[Saved data entries]
****
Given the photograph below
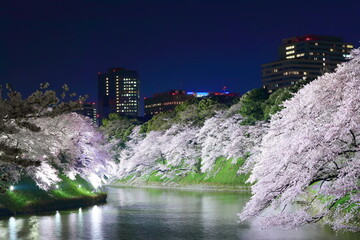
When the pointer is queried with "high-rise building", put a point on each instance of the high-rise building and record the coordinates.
(304, 57)
(119, 92)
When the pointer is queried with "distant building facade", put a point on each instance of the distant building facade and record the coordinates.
(167, 101)
(119, 92)
(89, 110)
(304, 57)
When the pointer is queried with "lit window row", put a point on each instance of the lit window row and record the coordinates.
(292, 73)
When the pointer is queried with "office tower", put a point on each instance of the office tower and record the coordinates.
(304, 57)
(118, 92)
(89, 110)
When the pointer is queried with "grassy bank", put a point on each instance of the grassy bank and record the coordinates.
(27, 197)
(222, 176)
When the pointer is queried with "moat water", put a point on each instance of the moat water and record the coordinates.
(142, 213)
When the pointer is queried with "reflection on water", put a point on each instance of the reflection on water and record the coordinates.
(133, 213)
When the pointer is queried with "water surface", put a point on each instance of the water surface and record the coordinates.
(141, 213)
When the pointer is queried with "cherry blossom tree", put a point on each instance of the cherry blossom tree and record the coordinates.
(16, 117)
(311, 154)
(185, 148)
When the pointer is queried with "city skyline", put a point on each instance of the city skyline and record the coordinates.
(201, 46)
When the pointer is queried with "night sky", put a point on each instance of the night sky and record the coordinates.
(189, 44)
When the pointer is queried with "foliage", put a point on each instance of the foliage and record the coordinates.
(187, 148)
(251, 105)
(119, 127)
(258, 105)
(17, 116)
(311, 151)
(41, 140)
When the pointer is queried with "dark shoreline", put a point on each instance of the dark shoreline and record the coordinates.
(57, 204)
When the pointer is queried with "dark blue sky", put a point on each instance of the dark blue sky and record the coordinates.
(190, 44)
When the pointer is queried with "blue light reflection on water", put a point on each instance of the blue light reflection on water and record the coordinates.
(134, 213)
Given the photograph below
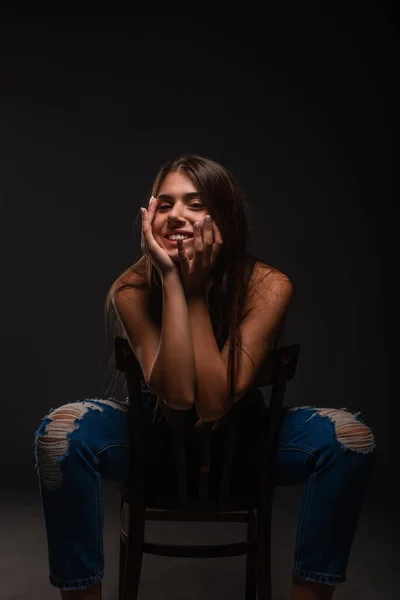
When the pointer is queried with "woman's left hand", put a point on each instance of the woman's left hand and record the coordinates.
(195, 273)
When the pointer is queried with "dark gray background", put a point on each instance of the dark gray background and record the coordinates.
(299, 106)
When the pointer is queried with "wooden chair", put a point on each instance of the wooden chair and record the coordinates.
(254, 509)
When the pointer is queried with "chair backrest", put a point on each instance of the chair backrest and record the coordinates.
(278, 368)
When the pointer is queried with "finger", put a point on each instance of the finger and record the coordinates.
(147, 232)
(218, 243)
(208, 238)
(183, 257)
(198, 245)
(152, 208)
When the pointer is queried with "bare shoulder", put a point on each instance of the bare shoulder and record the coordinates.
(267, 283)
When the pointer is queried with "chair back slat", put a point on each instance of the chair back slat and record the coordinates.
(177, 422)
(234, 417)
(205, 462)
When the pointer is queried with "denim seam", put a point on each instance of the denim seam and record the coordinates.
(108, 445)
(99, 521)
(305, 515)
(305, 449)
(318, 577)
(88, 581)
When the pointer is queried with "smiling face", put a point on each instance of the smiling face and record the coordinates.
(179, 206)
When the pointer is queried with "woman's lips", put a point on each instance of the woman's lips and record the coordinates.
(175, 242)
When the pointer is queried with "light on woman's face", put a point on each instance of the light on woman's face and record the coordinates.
(179, 206)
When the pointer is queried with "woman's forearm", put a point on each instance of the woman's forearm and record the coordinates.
(172, 376)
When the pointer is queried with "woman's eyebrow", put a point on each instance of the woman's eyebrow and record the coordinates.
(187, 196)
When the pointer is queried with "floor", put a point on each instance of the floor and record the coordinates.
(373, 572)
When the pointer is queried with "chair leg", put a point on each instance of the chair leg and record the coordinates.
(264, 555)
(122, 559)
(251, 559)
(134, 552)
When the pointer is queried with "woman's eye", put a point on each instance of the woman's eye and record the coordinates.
(194, 205)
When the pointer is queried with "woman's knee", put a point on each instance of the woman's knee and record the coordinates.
(351, 431)
(58, 430)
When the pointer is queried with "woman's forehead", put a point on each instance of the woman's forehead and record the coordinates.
(177, 184)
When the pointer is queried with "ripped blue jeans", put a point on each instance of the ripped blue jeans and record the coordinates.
(79, 444)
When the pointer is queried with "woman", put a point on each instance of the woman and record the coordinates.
(207, 309)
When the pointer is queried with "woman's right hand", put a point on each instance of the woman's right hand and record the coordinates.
(159, 257)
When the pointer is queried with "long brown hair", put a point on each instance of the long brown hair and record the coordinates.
(226, 203)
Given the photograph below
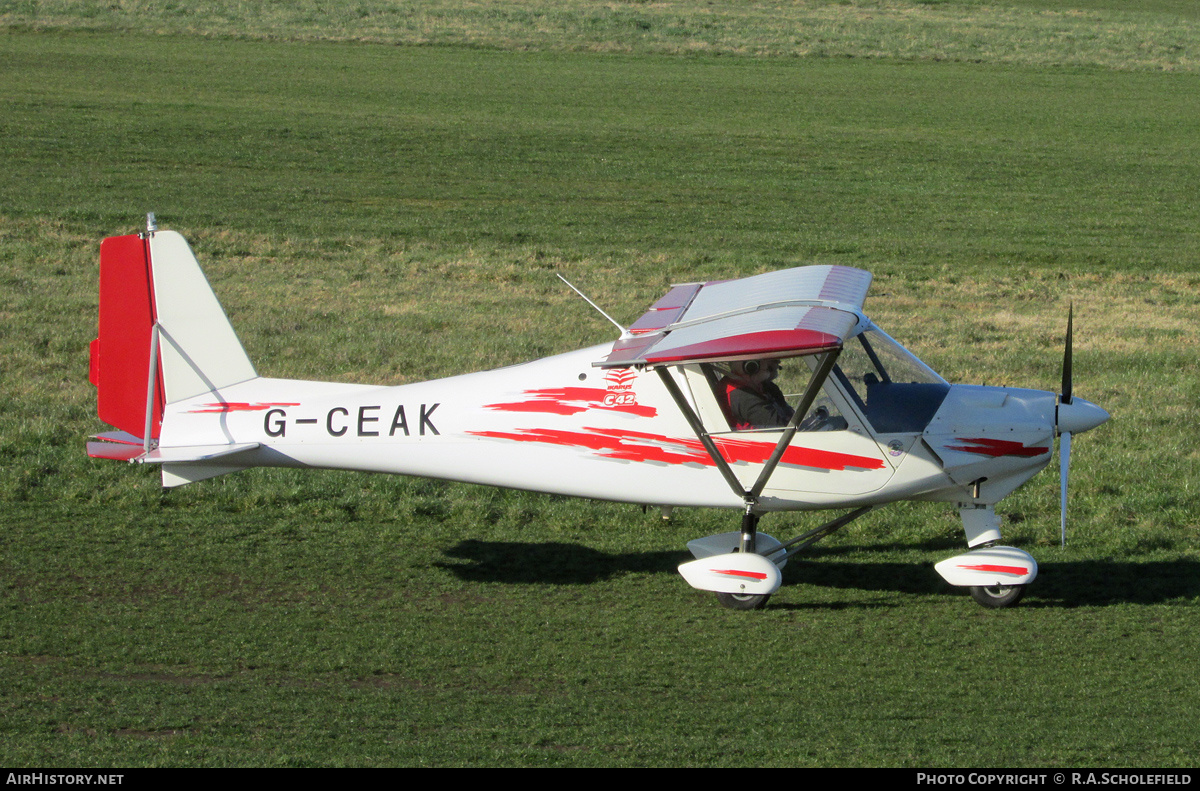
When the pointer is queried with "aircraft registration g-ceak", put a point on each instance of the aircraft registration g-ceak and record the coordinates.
(653, 418)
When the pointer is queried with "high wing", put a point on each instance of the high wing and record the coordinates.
(807, 310)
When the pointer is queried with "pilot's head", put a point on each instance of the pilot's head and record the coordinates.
(756, 371)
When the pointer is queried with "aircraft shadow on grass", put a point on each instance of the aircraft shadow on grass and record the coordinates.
(1071, 583)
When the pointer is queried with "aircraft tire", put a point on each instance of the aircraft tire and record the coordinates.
(999, 595)
(743, 600)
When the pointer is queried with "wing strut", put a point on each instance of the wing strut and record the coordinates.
(750, 496)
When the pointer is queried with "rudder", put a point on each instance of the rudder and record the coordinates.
(153, 282)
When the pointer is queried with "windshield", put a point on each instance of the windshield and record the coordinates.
(897, 393)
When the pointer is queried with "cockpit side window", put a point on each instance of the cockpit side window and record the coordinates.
(791, 381)
(895, 391)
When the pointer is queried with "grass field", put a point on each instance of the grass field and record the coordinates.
(384, 196)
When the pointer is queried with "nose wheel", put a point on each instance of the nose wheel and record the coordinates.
(997, 595)
(743, 600)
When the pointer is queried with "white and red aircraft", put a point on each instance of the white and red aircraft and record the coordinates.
(645, 419)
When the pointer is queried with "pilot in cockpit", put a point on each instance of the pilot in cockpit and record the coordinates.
(754, 400)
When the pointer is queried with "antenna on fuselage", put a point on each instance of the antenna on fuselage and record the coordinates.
(624, 333)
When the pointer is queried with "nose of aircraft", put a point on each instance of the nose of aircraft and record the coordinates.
(1079, 415)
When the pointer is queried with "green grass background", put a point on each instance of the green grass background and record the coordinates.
(383, 191)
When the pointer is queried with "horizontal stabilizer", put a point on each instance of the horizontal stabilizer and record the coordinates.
(114, 450)
(195, 453)
(125, 447)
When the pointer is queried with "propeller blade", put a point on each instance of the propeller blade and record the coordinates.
(1063, 471)
(1067, 358)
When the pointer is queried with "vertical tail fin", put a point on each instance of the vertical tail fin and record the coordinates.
(120, 354)
(153, 295)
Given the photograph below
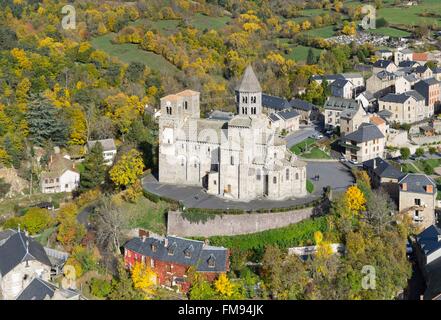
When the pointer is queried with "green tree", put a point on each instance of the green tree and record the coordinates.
(419, 152)
(405, 153)
(94, 168)
(46, 123)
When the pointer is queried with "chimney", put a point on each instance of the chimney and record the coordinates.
(429, 188)
(143, 233)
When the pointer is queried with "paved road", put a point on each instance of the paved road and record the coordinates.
(300, 135)
(333, 174)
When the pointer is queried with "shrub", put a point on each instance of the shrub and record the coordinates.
(100, 288)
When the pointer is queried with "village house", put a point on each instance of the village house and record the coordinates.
(343, 89)
(417, 196)
(403, 55)
(406, 107)
(383, 175)
(171, 257)
(430, 89)
(24, 266)
(428, 253)
(308, 112)
(334, 106)
(384, 54)
(61, 176)
(367, 100)
(384, 65)
(423, 72)
(366, 143)
(350, 120)
(109, 149)
(285, 121)
(382, 83)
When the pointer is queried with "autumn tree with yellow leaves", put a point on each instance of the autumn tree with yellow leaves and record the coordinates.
(127, 170)
(144, 278)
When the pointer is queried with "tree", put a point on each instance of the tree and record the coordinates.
(122, 286)
(144, 278)
(311, 57)
(127, 169)
(405, 153)
(4, 188)
(36, 220)
(46, 123)
(110, 223)
(355, 199)
(419, 152)
(94, 171)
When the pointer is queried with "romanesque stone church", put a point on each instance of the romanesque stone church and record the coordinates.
(240, 157)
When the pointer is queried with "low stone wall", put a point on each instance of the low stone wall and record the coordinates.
(234, 224)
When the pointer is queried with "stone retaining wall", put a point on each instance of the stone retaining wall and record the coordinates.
(234, 224)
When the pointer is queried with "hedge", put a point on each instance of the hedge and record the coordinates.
(298, 234)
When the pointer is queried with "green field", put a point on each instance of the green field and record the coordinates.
(410, 15)
(300, 53)
(325, 32)
(131, 53)
(203, 22)
(391, 32)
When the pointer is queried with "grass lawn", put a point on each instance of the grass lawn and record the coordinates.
(146, 214)
(315, 153)
(300, 53)
(309, 186)
(391, 32)
(297, 148)
(131, 53)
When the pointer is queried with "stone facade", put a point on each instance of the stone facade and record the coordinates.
(241, 158)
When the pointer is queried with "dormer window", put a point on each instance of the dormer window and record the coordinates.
(171, 249)
(211, 261)
(188, 252)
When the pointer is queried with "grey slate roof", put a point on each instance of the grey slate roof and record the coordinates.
(407, 64)
(249, 82)
(19, 248)
(382, 63)
(428, 240)
(288, 114)
(300, 104)
(382, 168)
(340, 83)
(417, 182)
(275, 103)
(273, 117)
(366, 132)
(108, 144)
(337, 103)
(38, 289)
(175, 252)
(220, 115)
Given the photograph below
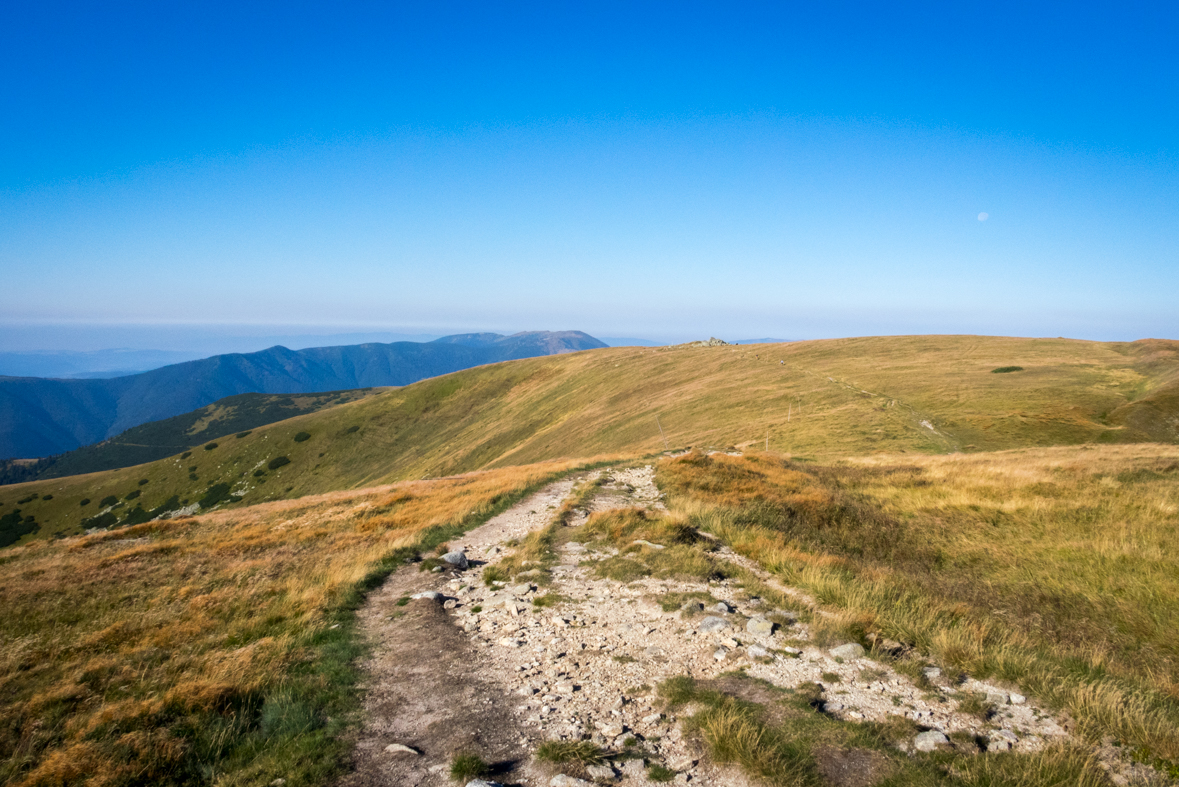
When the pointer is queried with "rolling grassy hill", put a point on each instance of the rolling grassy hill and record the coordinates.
(817, 399)
(41, 417)
(160, 438)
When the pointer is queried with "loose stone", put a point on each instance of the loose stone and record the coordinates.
(929, 740)
(849, 650)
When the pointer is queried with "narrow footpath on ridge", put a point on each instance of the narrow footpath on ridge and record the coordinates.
(489, 668)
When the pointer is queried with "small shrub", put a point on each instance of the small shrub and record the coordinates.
(493, 574)
(548, 600)
(468, 766)
(657, 772)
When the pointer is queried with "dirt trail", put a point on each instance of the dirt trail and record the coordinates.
(427, 688)
(491, 673)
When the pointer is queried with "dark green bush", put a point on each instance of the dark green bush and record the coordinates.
****
Set down nothing but the lines from the one containing "hedge and record the coordinates." to the final line above, both included, with every picture left out.

__ANSWER TO THIS PROBLEM__
When the pointer is queried with "hedge", put a point on each instance of the hedge and record the coordinates.
(298, 234)
When the pointer is queried with "green field", put a point on each instance of the green field and record the coordinates.
(410, 15)
(300, 53)
(325, 32)
(131, 53)
(203, 22)
(391, 32)
When the pointer is queried with "grass lawn", put a point on each instance of the grass lawn and record the coordinates.
(146, 214)
(315, 153)
(300, 53)
(309, 186)
(391, 32)
(297, 148)
(131, 53)
When the pointer is queried with "stone facade", put a point on each instance of the stone facade and record the coordinates.
(241, 158)
When the pointer is queried with "dormer window", put a point on each instance of the dormer window and record the coordinates.
(171, 249)
(211, 261)
(188, 252)
When the pointer is queried with "grey slate roof", put a point on each instance of the grey slate roof and record the coordinates.
(407, 64)
(249, 82)
(19, 248)
(382, 63)
(428, 240)
(288, 114)
(300, 104)
(382, 168)
(340, 83)
(417, 182)
(275, 103)
(273, 117)
(366, 132)
(108, 144)
(337, 103)
(38, 289)
(175, 252)
(220, 115)
Given the photograph below
When the pointer is queried with "rolling grassy hill", put a point on each instance of the rolling grassy hill and record the coordinates.
(817, 399)
(41, 417)
(160, 438)
When the pointer is queried with "loose stone", put a point on each instance of the loose stone and record the coordinates.
(929, 740)
(849, 650)
When the pointer is queried with "narrow footpath on ridge", put a point on each instance of the narrow footpath on ridge and record the coordinates.
(489, 668)
When the pointer is queried with "small shrub", put a point on each instance of the small shrub and record the coordinates.
(493, 574)
(548, 600)
(468, 766)
(657, 772)
When the pointer is queried with "dirt trail", put a point on each instance of the dirt trail and record the coordinates.
(427, 688)
(491, 673)
When the pointer is queried with "dark green bush", put a point on each instance of the dark green bush and record the coordinates.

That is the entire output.